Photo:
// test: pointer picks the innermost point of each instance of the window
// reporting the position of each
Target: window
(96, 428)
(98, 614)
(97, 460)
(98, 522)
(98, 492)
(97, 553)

-- Written problem --
Scale the records by reproducing every line, requests included, with each coordinate in the answers multiplied by 2.5 and rounded to a whole number, halves rounded up. Apply this to all the records.

-- Response to the exercise --
Photo:
// test: pointer picks the innermost point of each instance of the window
// reporting the position of each
Target: window
(240, 1070)
(245, 1535)
(243, 1150)
(245, 1305)
(245, 1230)
(243, 1383)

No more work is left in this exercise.